**** BRANO DA LEGGERE ****

L’orientamento psicodinamico riconosce l’esistenza di un funzionamento mentale “inconscio”, ossia non consapevole, sostenendo che emozioni, sensazioni e stati affettivi che hanno accompagnato il vissuto di eventi passati, possano influenzare inconsapevolmente il nostro comportamento attuale. Una parte fondamentale del lavoro psicoterapeutico sarà orientato pertanto a recuperare questi vissuti emozionali riportandoli alla coscienza. Solo così, infatti, questi cesseranno di condizionare la nostra vita. Il termine “psicodinamico”, deriva proprio dal pensiero di Freud, il quale descriveva l’apparato psichico come “dinamico”, ossia in costante movimento tra “interno ed esterno”, tra “conosciuto e sconosciuto”, tra “passato e presente”.
Questo tipo di psicoterapia è un percorso di analisi profonda, alla scoperta delle “diverse parti di sé”, del proprio passato e del proprio presente, del proprio mondo interno di rappresentazioni (cioè come mi immagino che dovrebbero essere le cose) e di quello esterno delle relazioni reali (cioè come sono realmente le cose).
Un concetto fondamentale della psicoterapia psicodinamica è che le esperienze infantili, insieme alle caratteristiche genetiche dell’individuo, plasmino la persona adulta. Le esperienze infantili con le figure di accudimento, infatti, vengono “interiorizzate” (potremmo dire assimilate, apprese) e riproposte nelle relazioni affettive adulte.

**** DATI GREZZI ****

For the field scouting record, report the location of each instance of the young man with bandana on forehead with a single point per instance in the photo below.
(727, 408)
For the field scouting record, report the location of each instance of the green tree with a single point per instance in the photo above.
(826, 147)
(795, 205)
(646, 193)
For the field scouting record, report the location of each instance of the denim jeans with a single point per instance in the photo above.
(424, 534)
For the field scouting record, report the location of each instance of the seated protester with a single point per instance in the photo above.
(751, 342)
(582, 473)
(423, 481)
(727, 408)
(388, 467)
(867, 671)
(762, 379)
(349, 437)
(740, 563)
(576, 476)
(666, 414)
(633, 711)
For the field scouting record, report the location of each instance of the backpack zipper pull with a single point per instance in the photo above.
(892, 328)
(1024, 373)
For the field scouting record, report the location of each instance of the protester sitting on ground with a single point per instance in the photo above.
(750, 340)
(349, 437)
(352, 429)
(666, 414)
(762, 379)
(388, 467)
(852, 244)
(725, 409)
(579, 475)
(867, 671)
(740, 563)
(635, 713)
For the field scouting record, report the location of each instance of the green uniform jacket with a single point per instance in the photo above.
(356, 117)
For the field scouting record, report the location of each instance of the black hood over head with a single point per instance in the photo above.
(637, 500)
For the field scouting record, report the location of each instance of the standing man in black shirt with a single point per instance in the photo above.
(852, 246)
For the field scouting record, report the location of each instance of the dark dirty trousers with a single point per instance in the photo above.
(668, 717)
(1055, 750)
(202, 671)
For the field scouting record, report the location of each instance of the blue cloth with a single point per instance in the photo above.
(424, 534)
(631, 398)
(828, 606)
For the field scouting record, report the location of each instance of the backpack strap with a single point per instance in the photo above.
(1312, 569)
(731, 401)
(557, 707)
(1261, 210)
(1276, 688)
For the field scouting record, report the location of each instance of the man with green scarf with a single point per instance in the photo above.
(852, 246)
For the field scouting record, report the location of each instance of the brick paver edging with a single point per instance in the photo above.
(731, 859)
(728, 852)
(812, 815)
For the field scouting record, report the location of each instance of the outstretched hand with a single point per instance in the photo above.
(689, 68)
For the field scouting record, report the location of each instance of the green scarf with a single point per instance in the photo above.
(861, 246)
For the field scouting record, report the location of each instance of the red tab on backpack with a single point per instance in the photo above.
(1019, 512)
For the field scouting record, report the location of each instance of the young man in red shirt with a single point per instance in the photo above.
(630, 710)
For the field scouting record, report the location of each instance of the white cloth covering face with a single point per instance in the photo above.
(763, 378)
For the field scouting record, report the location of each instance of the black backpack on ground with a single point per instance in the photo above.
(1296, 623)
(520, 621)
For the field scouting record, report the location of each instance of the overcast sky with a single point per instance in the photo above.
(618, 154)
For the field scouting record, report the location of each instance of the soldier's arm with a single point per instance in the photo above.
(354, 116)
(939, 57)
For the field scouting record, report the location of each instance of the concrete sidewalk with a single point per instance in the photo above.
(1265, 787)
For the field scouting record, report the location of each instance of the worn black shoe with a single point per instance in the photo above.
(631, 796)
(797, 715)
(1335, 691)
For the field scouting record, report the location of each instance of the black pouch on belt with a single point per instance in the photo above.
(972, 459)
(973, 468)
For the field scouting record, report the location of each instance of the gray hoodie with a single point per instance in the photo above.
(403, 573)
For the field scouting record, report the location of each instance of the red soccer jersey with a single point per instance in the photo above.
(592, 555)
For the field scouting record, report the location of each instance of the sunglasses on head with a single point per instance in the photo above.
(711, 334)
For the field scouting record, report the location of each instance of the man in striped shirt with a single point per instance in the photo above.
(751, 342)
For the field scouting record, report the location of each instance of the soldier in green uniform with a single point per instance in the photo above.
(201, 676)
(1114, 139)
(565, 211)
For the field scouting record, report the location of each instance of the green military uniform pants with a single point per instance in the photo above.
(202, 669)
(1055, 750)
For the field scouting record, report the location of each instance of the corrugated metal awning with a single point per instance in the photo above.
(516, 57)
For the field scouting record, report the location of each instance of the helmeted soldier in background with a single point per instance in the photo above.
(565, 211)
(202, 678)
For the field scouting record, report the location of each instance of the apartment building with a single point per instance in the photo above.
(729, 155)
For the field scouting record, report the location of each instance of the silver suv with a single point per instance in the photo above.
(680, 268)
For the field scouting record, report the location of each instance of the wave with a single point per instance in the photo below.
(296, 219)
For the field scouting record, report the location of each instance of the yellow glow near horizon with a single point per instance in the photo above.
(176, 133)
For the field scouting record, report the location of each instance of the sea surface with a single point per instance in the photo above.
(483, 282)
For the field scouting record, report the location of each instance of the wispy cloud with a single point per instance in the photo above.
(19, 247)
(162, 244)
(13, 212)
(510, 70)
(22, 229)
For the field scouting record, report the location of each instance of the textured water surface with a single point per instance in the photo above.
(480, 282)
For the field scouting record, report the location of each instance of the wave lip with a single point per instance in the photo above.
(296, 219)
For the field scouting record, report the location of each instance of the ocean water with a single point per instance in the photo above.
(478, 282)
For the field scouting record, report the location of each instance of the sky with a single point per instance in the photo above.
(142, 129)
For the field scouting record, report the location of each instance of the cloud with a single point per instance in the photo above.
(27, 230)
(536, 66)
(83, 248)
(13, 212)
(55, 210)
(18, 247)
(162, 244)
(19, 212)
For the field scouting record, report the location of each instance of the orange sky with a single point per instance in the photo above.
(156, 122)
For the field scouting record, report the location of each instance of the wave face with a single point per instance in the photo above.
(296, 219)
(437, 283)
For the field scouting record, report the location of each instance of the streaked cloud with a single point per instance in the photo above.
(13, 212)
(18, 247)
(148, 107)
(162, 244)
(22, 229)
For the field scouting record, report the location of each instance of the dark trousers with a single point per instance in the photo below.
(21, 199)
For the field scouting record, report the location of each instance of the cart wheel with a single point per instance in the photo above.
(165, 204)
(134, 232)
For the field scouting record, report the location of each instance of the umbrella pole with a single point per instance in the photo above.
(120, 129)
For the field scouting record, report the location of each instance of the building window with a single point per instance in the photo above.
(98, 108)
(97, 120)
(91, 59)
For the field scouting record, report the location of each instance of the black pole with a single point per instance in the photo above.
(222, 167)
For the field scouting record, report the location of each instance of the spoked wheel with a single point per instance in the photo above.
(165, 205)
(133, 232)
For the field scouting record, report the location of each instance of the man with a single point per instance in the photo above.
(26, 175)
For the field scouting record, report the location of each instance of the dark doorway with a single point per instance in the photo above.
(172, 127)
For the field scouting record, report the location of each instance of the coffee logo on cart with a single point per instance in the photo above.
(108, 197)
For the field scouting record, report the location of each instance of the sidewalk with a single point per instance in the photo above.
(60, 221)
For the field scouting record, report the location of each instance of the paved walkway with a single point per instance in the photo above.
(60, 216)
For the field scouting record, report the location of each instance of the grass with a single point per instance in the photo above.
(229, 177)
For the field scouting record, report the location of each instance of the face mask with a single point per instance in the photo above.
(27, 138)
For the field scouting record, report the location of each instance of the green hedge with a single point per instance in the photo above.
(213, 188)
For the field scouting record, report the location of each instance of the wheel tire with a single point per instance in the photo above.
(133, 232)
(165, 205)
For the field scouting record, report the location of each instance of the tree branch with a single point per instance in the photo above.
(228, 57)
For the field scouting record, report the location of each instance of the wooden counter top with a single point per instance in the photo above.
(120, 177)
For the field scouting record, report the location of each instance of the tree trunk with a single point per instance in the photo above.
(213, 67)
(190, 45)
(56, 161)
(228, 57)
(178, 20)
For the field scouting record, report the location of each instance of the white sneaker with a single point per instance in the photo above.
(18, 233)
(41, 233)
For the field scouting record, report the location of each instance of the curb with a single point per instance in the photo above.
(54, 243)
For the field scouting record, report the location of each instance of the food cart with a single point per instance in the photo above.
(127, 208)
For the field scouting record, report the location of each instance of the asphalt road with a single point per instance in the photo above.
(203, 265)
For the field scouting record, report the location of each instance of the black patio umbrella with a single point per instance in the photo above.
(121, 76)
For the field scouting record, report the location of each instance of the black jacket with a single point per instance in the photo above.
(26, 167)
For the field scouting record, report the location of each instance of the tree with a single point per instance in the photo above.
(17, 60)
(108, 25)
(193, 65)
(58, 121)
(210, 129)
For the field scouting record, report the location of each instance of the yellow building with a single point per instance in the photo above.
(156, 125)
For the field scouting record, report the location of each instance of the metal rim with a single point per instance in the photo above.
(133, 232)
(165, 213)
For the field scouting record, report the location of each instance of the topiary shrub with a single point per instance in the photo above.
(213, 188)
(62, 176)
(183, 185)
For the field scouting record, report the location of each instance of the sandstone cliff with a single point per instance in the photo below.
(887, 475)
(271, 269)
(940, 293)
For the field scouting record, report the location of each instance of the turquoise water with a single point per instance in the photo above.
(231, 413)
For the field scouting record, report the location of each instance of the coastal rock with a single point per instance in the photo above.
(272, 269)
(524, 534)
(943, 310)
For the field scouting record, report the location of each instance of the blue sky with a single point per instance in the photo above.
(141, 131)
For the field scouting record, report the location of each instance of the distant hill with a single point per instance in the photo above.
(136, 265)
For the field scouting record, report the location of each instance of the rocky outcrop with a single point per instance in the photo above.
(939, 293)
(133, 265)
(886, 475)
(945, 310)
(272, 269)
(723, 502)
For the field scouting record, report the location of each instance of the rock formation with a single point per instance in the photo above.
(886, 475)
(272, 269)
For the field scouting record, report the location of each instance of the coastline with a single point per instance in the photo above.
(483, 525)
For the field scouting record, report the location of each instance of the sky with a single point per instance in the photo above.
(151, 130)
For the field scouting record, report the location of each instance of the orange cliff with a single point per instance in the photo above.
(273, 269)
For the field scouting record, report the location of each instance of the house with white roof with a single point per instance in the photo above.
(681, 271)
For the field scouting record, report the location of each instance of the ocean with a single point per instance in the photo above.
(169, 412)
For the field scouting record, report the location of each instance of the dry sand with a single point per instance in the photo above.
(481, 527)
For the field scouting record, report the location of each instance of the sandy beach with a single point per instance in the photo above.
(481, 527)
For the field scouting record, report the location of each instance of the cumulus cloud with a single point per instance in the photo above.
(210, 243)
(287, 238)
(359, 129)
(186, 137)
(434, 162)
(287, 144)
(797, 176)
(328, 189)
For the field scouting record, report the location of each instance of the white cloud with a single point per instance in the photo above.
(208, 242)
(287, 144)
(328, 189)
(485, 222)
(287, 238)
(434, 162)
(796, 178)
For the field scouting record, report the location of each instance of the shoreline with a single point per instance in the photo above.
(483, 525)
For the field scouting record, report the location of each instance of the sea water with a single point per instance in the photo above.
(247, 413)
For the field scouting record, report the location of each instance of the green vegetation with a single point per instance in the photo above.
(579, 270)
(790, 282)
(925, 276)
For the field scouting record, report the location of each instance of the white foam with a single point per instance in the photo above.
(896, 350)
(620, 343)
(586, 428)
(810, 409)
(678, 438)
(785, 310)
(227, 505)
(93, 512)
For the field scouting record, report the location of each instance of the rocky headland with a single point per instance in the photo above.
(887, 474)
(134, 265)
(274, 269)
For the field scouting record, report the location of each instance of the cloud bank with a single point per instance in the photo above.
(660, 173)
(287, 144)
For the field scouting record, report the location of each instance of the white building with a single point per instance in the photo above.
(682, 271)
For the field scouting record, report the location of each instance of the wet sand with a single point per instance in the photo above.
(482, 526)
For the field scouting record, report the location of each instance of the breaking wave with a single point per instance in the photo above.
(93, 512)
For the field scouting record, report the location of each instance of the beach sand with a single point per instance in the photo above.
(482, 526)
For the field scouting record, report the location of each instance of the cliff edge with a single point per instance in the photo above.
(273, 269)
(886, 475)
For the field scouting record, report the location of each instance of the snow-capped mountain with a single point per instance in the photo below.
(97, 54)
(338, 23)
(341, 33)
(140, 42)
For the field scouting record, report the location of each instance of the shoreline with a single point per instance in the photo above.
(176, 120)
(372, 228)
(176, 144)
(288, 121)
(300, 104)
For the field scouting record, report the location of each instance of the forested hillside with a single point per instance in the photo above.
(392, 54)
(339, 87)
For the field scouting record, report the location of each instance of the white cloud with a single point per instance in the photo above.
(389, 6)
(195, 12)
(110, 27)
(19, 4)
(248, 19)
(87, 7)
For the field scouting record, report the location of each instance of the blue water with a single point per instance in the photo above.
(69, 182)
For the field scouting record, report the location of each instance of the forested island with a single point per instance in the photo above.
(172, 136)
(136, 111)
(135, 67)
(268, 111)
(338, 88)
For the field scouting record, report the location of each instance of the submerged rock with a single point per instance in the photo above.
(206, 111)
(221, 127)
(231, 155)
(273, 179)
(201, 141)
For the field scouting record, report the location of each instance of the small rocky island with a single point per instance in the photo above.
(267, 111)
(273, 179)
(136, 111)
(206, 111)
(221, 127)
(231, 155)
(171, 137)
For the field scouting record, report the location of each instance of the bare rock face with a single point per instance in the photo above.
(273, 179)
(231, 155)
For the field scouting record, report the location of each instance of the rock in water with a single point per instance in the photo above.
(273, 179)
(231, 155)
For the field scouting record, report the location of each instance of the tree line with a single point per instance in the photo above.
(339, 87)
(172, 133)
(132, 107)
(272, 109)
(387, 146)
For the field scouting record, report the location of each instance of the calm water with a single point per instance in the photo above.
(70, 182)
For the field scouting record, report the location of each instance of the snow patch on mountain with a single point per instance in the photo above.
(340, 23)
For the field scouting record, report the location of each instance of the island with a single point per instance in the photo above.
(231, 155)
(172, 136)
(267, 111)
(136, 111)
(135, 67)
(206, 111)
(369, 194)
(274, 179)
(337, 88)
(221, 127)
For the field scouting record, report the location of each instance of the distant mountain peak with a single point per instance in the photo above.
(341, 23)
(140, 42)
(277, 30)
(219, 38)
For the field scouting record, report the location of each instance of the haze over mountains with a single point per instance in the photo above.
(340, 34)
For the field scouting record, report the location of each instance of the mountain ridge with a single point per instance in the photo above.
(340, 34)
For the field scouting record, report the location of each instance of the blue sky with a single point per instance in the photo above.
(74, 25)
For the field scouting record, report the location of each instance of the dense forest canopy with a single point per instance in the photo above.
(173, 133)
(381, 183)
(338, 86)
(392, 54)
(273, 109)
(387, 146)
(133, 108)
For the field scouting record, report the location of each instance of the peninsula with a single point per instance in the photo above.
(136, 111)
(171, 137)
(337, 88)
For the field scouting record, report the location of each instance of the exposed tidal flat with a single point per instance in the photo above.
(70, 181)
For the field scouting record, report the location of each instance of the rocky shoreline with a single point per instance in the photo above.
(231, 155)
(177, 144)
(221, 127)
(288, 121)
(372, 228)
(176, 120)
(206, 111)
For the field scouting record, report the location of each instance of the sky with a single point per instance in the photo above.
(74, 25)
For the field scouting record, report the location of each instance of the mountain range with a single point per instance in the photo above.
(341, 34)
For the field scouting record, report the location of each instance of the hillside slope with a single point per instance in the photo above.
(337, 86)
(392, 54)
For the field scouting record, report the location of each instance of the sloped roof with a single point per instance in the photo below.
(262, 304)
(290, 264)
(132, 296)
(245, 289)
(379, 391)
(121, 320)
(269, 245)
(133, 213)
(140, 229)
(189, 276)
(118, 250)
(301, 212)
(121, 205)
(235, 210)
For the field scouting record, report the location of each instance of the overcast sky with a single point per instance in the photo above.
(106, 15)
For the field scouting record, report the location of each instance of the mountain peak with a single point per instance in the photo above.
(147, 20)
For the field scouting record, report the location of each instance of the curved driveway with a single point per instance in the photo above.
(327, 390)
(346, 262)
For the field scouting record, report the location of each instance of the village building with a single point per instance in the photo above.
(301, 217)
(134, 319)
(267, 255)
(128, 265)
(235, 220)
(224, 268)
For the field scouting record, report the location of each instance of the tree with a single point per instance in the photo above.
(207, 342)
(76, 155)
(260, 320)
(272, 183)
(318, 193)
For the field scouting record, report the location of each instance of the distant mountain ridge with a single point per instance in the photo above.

****

CONSEGNE —
#1 Nel testo sulla psicoterapia psicodinamica, dal pensiero di chi deriva il termine "psicodinamico"?
#2 Riporta parola per parola il passo del testo sulla psicoterapia psicodinamica che comincia con le parole "Un concetto fondamentale" e si chiude con "relazioni affettive adulte.".
#3 Prosegui il testo sulla psicoterapia psicodinamica a partire dalla sua ultima frase.

SOLUZIONI —
#1 Dal pensiero di Freud.

#2
Un concetto fondamentale della psicoterapia psicodinamica è che le esperienze infantili, insieme alle caratteristiche genetiche dell’individuo, plasmino la persona adulta. Le esperienze infantili con le figure di accudimento, infatti, vengono “interiorizzate” (potremmo dire assimilate, apprese) e riproposte nelle relazioni affettive adulte.

#3
Winnicott (1960) sosteneva che un’incapacità da parte del genitore di comprendere e rispondere prontamente ai bisogni del bambino o la tendenza a distorcere i bisogni reali del bambino in funzione di quelli del genitore stesso, fa sì che il bambino si conformi alle aspettative dell’adulto (che però non sono le sue) e che sviluppi un “falso Sé”. In sintesi, il bambino, crescendo, diviene ciò che i genitori, ed in seguito gli altri in generale, si aspettino che divenga. Uno degli obiettivi della terapia, dunque, sarà quello di far recuperare all’individuo la propria autenticità.
Il percorso psicodinamico pertanto ha l’obiettivo di far raggiungere alla persona la propria “autenticità” e l’accettazione della propria completezza fatta di tante parti, spesso in conflitto tra loro, con lo scopo finale di una integrazione, completezza e maggiore equilibrio.